For the moment, however, they seem to be doing the opposite. Ratings agency Standard & Poor's warned on Thursday it may downgrade Greece's long-term debt — adding pressure on already weakened public finances — if the new bailout rules prove too harsh on private bond holders.
Whatever finance ministers eventually make of the new stability mechanism, the debt crisis has already called into doubt the assumptions underpinning Europe's monetary union.
Until last year, the eurozone stuck to two seemingly contradictory mantras: No government could ever default, and no country could ever be bailed out.
The no-bailout idea fell in May, when Greece received 110 billion euros ($133.76 billion) in rescue loans. The no-default premise was stamped with a 2013 expiration date last Sunday, when European Union finance ministers agreed to force losses on private creditors if a country's debt pile is deemed too big to bear.
But a growing number of experts believe the region's problems require much bolder action, in spite of firm opposition from some nations and the European Central Bank.

Problem to work on
Transcribe the eurozone debt passage above word for word, starting with "Whatever finance ministers" and going on through "Europe's monetary union.".

Information supplied
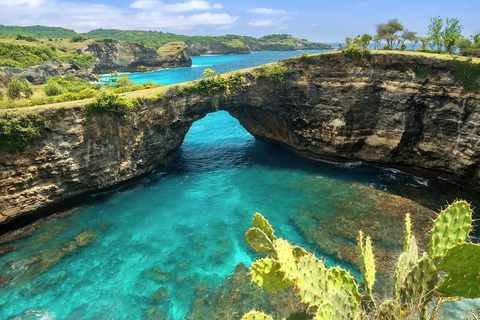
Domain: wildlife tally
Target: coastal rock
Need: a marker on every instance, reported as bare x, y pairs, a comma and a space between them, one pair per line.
205, 48
39, 74
114, 55
393, 109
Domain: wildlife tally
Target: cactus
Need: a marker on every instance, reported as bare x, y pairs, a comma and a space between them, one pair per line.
389, 310
256, 315
463, 264
463, 258
266, 274
258, 240
312, 281
284, 251
466, 285
451, 227
405, 262
325, 312
419, 283
261, 223
408, 232
366, 263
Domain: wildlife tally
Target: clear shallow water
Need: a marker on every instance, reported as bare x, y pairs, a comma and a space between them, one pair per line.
154, 243
219, 63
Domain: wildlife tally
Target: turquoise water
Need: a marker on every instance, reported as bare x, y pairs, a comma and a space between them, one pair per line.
153, 242
219, 63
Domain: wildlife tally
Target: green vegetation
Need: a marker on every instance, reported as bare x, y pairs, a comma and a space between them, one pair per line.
110, 102
22, 56
356, 53
36, 31
17, 129
467, 73
156, 39
17, 89
332, 293
275, 71
211, 84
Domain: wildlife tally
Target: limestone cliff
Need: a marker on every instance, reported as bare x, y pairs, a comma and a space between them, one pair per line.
393, 109
114, 55
205, 48
39, 74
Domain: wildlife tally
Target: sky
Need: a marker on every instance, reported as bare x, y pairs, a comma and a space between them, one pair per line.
327, 21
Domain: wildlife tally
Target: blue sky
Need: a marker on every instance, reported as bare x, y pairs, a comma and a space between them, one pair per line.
315, 20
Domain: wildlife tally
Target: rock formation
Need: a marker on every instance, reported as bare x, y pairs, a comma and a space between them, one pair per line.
114, 55
393, 109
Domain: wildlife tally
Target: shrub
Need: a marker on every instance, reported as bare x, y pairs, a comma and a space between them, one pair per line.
17, 129
356, 53
110, 102
17, 89
274, 71
53, 88
79, 38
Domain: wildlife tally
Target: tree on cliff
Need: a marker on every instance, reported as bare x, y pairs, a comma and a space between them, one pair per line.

Result of the task
Whatever finance ministers eventually make of the new stability mechanism, the debt crisis has already called into doubt the assumptions underpinning Europe's monetary union.